BEN MAHMOUD, MAHMOUD (1947–)
Born in Tunis, beur filmmaker Mahmoud Ben Mahmoud studied cinema at the Institut National Supérieur des Arts du Spectacle et Techniques de Diffusion, then history of art, archaeology, and journalism in Belgium, where he has taught since 1988 at the Université Libre de Bruxelles. In addition to directing numerous documentaries, Ben Mahmoud’s first feature was the autobiographical Crossing Over (aka Crossings) (1981), the story of two travelers crossing the English Channel in a ferry, one an Arab intellectual (Youssef), the other a working-class Eastern European (Bogdan). When they try to disembark at Dover, Bogdan is refused entry because he has no money, and Youssef is refused because his visa has expired. Their treatment by British customs officers is violent and dismissive; Bogdan is subject to a strip search. The ferry returns with them to Belgium, where they receive similar treatment from customs officers there; this time, however, Bogdan is beaten not only by police but by a local white supremacist gang when he and Youssef try to escape. Forced to remain on board the ferry in seeming perpetuity, Bogdan takes a job washing dishes, but, dejected by Youssef’s accusation that he has evaded his political responsibilities by refusing to fight back against his ill treatment, he murders a guard. Youssef, on the other hand, decides to write about their experience, which metaphorizes exile and alienation in a transnational world. With Fadhel Jaïbi, Ben Mahmoud subsequently codirected Diamond Dust (1992), which through emphasis on memory and genealogy explores the incapacity of minorities to communicate within the dominant culture. A further solo feature, The Pomegranate Siesta, was released in 1999.
The Professor (2013) considers the reconfiguration of the political landscape in the 1970s after Habib Bourguiba imposed his lifetime presidency in Tunisia. The protagonist is a member of the League of Human Rights created in 1976. He participates in political meetings while having an affair with a student, both of which will lead to his downfall and deportation to a remote rural area. Ben Mahmoud’s next film was the award-winning Fatwa (2019), in which a father (Ahmed Hafiane) returns to Tunisia from France, where he lives, in order to bury his son, who is said to have died in a motorcycle accident. During this trip, the father meets his estranged wife (Ghalia Benali), who is under a fatwa (legal injunction) for having written a book denouncing Salafism. As the two argue about the rituals they want for the burial, the father discovers that his son had joined a militant Islamist group. Fatwa depicts the unraveling of intimate family relationships while relying on the suspense of the thriller genre, suggesting that Ben Mahmoud is reaching out to a larger, more diverse public.

# Listed entries
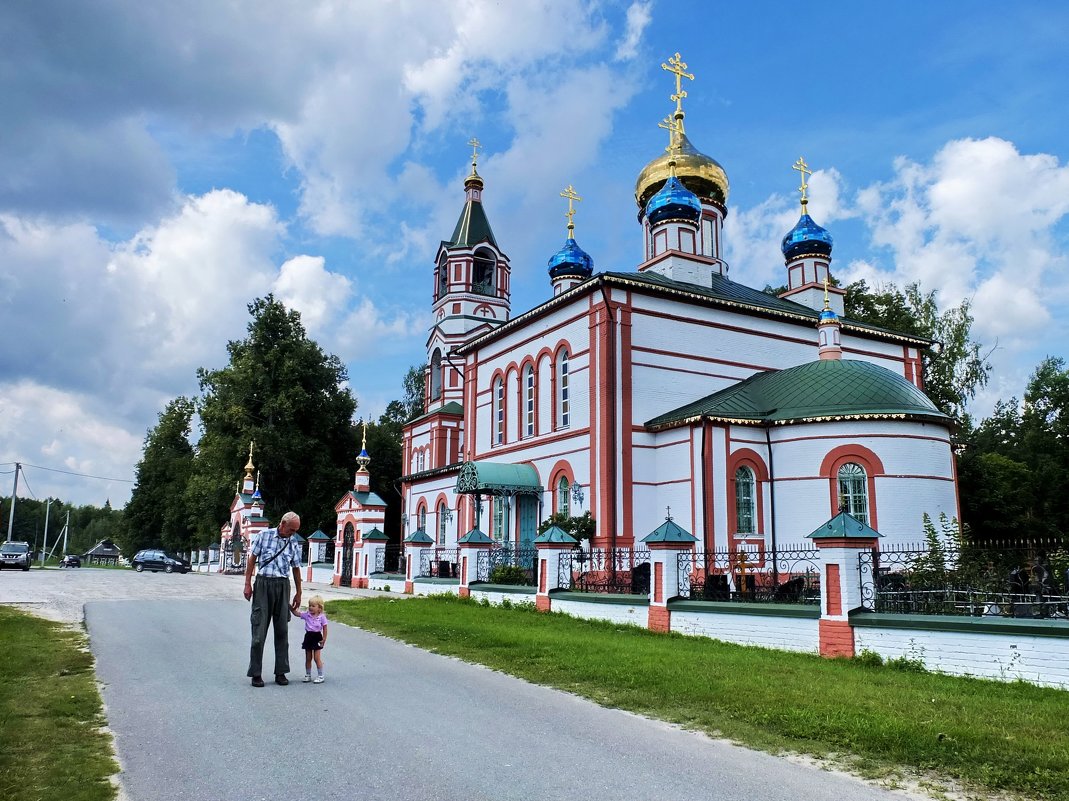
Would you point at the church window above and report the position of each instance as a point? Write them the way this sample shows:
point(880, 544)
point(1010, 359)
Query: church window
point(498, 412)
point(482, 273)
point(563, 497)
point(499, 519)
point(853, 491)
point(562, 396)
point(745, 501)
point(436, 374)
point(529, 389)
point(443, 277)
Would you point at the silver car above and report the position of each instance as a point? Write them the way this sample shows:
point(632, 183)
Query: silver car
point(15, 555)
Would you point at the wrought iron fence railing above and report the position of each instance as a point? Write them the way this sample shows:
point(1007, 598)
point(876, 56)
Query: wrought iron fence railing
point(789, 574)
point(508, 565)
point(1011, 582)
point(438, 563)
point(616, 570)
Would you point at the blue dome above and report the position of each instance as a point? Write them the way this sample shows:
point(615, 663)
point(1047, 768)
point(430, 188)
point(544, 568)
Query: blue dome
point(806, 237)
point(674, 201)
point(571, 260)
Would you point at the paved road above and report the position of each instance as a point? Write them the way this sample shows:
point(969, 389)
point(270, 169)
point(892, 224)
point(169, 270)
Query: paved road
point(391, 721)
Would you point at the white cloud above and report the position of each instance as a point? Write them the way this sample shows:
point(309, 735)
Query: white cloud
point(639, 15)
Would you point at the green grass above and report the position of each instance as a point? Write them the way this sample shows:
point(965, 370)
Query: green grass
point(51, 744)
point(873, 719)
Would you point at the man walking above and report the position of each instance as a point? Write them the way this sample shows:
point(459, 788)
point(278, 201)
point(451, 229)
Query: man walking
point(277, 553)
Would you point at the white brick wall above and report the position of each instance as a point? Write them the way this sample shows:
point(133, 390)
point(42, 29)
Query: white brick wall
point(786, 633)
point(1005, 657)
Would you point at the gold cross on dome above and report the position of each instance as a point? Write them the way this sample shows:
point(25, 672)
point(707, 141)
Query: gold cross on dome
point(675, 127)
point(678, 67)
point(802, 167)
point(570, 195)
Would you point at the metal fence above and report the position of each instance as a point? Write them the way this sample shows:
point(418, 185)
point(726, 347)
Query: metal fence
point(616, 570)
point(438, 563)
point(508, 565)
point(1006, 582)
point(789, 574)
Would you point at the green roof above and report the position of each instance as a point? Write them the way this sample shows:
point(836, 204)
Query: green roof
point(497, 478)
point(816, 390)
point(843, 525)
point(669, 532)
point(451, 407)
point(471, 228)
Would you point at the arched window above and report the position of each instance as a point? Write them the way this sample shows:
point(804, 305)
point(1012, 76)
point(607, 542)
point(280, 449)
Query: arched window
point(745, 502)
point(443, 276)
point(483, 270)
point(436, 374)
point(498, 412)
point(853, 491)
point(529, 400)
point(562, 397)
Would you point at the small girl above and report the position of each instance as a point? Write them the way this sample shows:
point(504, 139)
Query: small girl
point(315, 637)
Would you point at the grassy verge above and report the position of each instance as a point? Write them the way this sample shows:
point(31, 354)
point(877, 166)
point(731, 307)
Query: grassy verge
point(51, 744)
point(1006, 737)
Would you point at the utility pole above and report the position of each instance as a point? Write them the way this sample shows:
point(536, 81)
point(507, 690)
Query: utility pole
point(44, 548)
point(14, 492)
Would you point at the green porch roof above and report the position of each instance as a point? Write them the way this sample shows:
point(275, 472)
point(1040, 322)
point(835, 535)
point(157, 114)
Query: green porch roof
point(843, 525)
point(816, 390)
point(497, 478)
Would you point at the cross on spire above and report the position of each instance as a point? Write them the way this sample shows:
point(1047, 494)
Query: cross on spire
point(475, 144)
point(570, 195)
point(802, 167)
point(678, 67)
==
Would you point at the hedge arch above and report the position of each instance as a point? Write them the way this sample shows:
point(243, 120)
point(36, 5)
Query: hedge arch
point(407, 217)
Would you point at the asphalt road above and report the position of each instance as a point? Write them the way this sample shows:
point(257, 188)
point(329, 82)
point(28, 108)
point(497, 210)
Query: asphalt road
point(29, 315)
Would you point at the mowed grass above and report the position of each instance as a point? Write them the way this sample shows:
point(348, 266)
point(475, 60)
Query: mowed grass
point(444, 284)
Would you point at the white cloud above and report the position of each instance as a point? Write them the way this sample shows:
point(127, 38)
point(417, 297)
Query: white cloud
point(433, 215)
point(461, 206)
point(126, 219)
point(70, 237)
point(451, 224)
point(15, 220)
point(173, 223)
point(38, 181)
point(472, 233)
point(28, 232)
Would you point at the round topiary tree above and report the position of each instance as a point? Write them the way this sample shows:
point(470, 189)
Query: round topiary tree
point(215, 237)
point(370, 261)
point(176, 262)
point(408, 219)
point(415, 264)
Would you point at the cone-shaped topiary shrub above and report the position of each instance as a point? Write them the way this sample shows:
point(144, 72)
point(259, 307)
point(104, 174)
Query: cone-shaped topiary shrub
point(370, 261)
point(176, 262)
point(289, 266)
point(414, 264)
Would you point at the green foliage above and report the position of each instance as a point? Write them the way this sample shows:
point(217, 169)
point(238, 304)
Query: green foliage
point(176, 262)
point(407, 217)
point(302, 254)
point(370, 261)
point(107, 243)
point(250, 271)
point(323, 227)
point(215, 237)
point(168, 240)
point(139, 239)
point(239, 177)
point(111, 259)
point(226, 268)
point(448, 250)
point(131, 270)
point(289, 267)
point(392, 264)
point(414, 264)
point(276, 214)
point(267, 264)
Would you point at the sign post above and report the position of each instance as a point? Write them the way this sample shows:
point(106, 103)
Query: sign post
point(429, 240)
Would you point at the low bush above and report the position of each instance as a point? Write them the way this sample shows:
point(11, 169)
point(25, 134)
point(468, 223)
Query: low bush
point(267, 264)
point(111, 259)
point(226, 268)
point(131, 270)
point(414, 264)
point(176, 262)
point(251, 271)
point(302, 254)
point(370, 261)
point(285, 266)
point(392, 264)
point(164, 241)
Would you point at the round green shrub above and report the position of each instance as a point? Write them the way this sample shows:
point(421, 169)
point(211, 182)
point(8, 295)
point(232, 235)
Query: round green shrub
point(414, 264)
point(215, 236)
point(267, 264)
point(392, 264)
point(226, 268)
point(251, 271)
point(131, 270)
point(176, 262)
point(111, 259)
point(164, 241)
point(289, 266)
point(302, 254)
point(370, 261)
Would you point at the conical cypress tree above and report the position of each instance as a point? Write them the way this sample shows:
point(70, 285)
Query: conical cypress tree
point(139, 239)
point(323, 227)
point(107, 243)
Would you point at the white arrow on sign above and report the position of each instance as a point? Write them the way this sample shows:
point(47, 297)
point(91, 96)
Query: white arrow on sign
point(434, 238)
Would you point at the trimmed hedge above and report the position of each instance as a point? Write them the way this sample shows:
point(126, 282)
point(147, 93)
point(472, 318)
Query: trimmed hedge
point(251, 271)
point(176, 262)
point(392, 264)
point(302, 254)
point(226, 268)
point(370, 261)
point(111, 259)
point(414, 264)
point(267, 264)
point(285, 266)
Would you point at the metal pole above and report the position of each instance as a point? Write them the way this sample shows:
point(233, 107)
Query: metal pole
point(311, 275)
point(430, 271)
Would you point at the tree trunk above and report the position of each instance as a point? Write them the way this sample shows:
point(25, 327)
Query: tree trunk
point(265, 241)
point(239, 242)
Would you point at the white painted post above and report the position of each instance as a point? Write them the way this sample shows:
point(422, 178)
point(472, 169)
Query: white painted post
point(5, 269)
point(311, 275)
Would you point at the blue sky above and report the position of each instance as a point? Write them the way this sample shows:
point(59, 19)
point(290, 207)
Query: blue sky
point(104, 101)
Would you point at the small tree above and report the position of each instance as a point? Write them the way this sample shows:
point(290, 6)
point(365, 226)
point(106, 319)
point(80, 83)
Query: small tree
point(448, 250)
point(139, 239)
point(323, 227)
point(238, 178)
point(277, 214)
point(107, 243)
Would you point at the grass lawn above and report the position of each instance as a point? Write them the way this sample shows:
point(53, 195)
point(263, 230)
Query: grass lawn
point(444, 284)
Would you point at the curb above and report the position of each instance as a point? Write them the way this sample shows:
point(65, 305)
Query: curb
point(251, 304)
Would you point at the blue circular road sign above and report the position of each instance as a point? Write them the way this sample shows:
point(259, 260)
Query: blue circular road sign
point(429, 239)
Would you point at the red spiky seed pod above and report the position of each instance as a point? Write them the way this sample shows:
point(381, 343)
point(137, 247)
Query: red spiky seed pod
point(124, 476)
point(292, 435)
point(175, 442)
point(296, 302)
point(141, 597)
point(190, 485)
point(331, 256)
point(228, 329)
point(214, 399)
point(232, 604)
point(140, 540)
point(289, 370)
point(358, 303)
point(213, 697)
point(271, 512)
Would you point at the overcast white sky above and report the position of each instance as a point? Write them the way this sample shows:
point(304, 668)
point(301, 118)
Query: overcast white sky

# Required actions
[1] Which films directed or codirected by Mahmoud Ben Mahmoud does the profile of Mahmoud Ben Mahmoud name, and in what years were they released?
[2] According to the profile of Mahmoud Ben Mahmoud, why is Youssef refused entry at Dover in Crossing Over?
[3] Continue the profile of Mahmoud Ben Mahmoud from the point where it ends.

# Answers by task
[1]
Crossing Over (aka Crossings), 1981
Diamond Dust, 1992
The Pomegranate Siesta, 1999
The Professor, 2013
Fatwa, 2019

[2] His visa has expired.

[3]
BENANI (BENNANI), HAMID (1940[1942?]–)
A film school graduate from the Institut des Hautes Études Cinématographiques in Paris, Moroccan-born Benani made short films for Moroccan television and wrote for the review Cinema 3, Morocco’s only cinema studies publication. Benani’s debut film, Traces (1970), treats the social and psychological problems of a young boy, adopted by an authoritarian father, who yearns for liberty and autonomy. The film was hailed by critics and historians as an “auteur” vehicle rich in signs and visual symbols, yet its semiological density made it unpopular with mainstream filmgoers. Twenty-five years later, Benani’s second feature, an adaptation of Tahar Ben Jelloun’s novel A Prayer for the Absent (1995), is an equally semiotically rich exploration of a young man’s search for self-identity and religious reconciliation, while L’enfant cheikh (2011) is an ode to Amazigh resistance in the Rif War.
BENGUIGUI, YAMINA (1957–)
Born in France to Algerian parents, Benguigui is the director of penetrating films on women’s issues related to the North African immigrant, or beur, community in France, including the documentaries Women of Islam (1994), Immigrant Memories: The North African Inheritance (1997) (based on her book of the same name), and The Perfumed Garden (2000), as well as many other documentaries and shorts, some made for television. Inch’Allah Dimanche (2001), her first fictional feature (based on her novel of the same name), tells the story of Zouina, who arrives in France from rural Algeria following the 1974 family reunion law that allows Algerian women to join husbands working in France. Zouina’s husband, Ahmed, is overprotective of Zouina and grants her only limited liberties. She struggles with his physical abuse and her mother-in-law’s verbal harassment and is helped by French friends to extricate herself from the situation through acclimation to French life and culture. As a result, Zouina becomes more confident, by film’s end achieving a modicum of self-determination beyond the domestic sphere. Benguigui has continued to make documentaries, including a controversial account of the deprived Seine Saint-Denis department in northeastern Paris, 9/3 Memory of a Territory (2008). Elected to the Paris City Council in 2008 and briefly serving as a junior minister for French nationals abroad in 2012, Benguigui has become increasingly involved in politics and worked for Martine Aubry’s campaign in the 2012 French elections.
BENHADJ, MOHAMED RACHID (1949–)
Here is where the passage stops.